(Source records)
╭──
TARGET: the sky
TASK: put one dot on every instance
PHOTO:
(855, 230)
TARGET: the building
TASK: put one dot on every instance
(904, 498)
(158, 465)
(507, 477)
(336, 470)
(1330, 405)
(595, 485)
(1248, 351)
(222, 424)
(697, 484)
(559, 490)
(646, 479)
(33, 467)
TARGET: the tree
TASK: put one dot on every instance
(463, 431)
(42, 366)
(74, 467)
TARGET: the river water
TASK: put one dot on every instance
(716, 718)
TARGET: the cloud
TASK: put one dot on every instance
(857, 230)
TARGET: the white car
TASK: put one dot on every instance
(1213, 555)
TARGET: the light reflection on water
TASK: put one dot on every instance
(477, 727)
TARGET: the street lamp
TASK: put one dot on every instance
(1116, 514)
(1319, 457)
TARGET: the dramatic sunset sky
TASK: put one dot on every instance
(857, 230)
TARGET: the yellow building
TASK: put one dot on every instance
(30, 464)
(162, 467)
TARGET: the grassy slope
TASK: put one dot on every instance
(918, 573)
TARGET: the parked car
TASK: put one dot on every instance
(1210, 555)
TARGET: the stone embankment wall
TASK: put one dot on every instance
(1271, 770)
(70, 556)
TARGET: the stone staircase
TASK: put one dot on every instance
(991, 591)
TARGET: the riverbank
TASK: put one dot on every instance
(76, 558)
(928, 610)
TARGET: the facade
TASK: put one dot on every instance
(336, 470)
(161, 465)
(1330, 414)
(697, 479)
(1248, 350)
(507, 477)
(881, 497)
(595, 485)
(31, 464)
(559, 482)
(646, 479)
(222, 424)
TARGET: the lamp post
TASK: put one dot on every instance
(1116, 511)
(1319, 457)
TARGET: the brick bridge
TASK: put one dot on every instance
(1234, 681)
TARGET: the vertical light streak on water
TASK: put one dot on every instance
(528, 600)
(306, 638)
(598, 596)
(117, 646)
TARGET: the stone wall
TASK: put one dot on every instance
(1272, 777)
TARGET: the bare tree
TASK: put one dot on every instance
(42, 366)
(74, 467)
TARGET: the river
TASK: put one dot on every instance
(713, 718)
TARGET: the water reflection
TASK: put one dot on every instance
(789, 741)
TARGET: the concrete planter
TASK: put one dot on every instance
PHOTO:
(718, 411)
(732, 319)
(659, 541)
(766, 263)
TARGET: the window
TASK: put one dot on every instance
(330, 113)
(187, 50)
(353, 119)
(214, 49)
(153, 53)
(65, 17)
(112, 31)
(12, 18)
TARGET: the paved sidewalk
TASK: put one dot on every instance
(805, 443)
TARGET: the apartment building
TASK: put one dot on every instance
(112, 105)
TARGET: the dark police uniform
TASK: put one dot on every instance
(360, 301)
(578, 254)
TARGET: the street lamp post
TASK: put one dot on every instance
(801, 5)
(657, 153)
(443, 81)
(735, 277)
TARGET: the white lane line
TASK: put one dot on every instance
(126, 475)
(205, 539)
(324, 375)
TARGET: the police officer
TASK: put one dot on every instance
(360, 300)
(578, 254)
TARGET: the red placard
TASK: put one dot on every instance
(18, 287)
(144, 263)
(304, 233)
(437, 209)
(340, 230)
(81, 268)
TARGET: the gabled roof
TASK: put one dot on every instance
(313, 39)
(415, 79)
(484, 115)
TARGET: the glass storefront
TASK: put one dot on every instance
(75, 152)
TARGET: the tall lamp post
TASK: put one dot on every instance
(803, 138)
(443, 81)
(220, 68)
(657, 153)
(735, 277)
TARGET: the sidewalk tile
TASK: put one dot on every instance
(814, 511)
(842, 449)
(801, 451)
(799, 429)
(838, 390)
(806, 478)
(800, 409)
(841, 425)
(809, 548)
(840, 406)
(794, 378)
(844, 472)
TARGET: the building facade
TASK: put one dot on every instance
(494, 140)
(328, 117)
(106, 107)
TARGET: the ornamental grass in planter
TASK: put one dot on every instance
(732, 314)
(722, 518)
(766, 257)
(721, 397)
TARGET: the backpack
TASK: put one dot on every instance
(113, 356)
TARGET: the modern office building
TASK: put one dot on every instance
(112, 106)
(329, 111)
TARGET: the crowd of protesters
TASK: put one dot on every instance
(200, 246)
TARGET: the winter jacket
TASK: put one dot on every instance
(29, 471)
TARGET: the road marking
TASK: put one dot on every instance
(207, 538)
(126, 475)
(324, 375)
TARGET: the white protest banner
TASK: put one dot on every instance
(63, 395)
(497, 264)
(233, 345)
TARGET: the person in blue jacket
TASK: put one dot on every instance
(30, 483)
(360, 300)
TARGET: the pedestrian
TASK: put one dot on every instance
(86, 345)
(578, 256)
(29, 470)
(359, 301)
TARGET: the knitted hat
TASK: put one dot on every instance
╰──
Requirements: Copy every line of the records above, keeping each character as it stands.

Answer to the task:
TARGET: the sky
TASK: put one dot on every instance
PHOTO:
(855, 230)
TARGET: the building
TASK: put one dot on every instance
(904, 498)
(158, 465)
(507, 477)
(336, 470)
(1330, 405)
(595, 485)
(1248, 351)
(222, 424)
(697, 484)
(559, 490)
(646, 479)
(33, 467)
TARGET: the tree
TASK: put one dot on every instance
(463, 431)
(42, 366)
(74, 467)
TARGET: the river water
TASK: put one dot on every instance
(716, 718)
TARGET: the cloud
TASK: put one dot on every instance
(857, 230)
TARGET: the white car
TASK: put one dot on every instance
(1213, 555)
TARGET: the light reflection on water
TASK: put one dot on every instance
(477, 727)
TARGET: the street lamp
TASK: put one dot on every instance
(1116, 514)
(1319, 457)
TARGET: the dramatic sunset sky
TASK: put one dot on every instance
(857, 230)
TARGET: the yellow building
TASK: put one dot on every instance
(30, 464)
(162, 467)
TARGET: the grassy slope
TASK: put one dot on every instance
(918, 573)
TARGET: the parked car
TASK: put one dot on every instance
(1210, 555)
TARGET: the stone embankment wall
TASK: put one dot on every instance
(1271, 770)
(70, 556)
TARGET: the stone staircase
TASK: put one dot on every instance
(991, 591)
TARGET: the riverbank
TASK: put one dot on every instance
(76, 558)
(928, 610)
TARGET: the facade
TASK: put one dot on every instance
(336, 470)
(161, 465)
(1330, 414)
(697, 479)
(1248, 350)
(507, 477)
(881, 497)
(595, 485)
(31, 464)
(559, 482)
(646, 479)
(222, 424)
TARGET: the lamp post
TASK: put one dot on every instance
(1116, 511)
(1319, 457)
TARGET: the brick bridge
TASK: put one dot on every instance
(1234, 681)
TARGET: the vertical light streak on water
TASK: put one dot on every instance
(528, 600)
(306, 638)
(598, 596)
(117, 646)
TARGET: the stone wall
TASK: put one dot on every instance
(1272, 777)
TARGET: the bare tree
TASK: put one dot on every instance
(42, 366)
(74, 467)
TARGET: the river
TASK: put one dot on every instance
(713, 718)
TARGET: the water reflection
TASK: put one dot on every instance
(789, 741)
TARGET: the concrete planter
TASK: put one dot on every instance
PHOTO:
(718, 411)
(732, 319)
(659, 541)
(766, 263)
TARGET: the window
TASK: put one dot on every instance
(330, 113)
(187, 50)
(353, 119)
(214, 49)
(153, 53)
(65, 17)
(112, 31)
(12, 18)
TARGET: the paved sidewalk
TASK: put one dot on every instance
(805, 443)
TARGET: the apartment building
TASK: put one dot on every instance
(112, 105)
TARGET: the dark police uniform
TASK: put one dot on every instance
(360, 301)
(578, 254)
TARGET: the street lamp post
TASK: put one dot on every instance
(801, 5)
(657, 153)
(443, 81)
(735, 277)
TARGET: the white lane line
TASK: put one dot on every instance
(126, 475)
(205, 539)
(324, 375)
TARGET: the police officer
TASK: put one dot on every instance
(360, 300)
(578, 254)
TARGET: the red placard
TASK: put one dot on every instance
(18, 287)
(144, 263)
(304, 233)
(437, 209)
(340, 230)
(81, 268)
TARGET: the gabled roof
TASK: put one dot on every instance
(313, 39)
(415, 79)
(484, 115)
TARGET: the glass storefront
TASK: put one dot on every instance
(75, 152)
TARGET: the tall lamp post
TASK: put one dot on every instance
(803, 138)
(443, 81)
(220, 68)
(657, 153)
(735, 277)
TARGET: the sidewalk tile
TASK: put one dot on every instance
(814, 511)
(842, 449)
(801, 451)
(799, 429)
(838, 390)
(806, 478)
(800, 409)
(841, 425)
(809, 548)
(840, 406)
(794, 378)
(844, 472)
TARGET: the building facade
TASK: put one dot on every instance
(494, 140)
(328, 117)
(106, 107)
TARGET: the ornamental grass in planter
TASK: put one dot on every instance
(732, 314)
(722, 518)
(766, 257)
(721, 397)
TARGET: the backpack
TASK: put one dot on every instance
(113, 356)
TARGET: the modern office building
TASK: put one dot on every instance
(112, 106)
(329, 111)
TARGET: the crowd of protesters
TASK: put one dot on every instance
(200, 246)
TARGET: the winter jacket
TASK: put one dot on every instance
(29, 471)
TARGET: the road marking
TASK: put one dot on every instance
(207, 538)
(126, 475)
(324, 375)
TARGET: the white protest banner
TASK: put one dot on every instance
(63, 395)
(497, 264)
(233, 345)
TARGET: the person in blue jacket
TASK: put one dot on every instance
(30, 483)
(360, 300)
TARGET: the pedestrian
TASK: put one dot on every instance
(86, 345)
(578, 256)
(29, 470)
(359, 301)
TARGET: the knitted hat
TASK: put one dot on every instance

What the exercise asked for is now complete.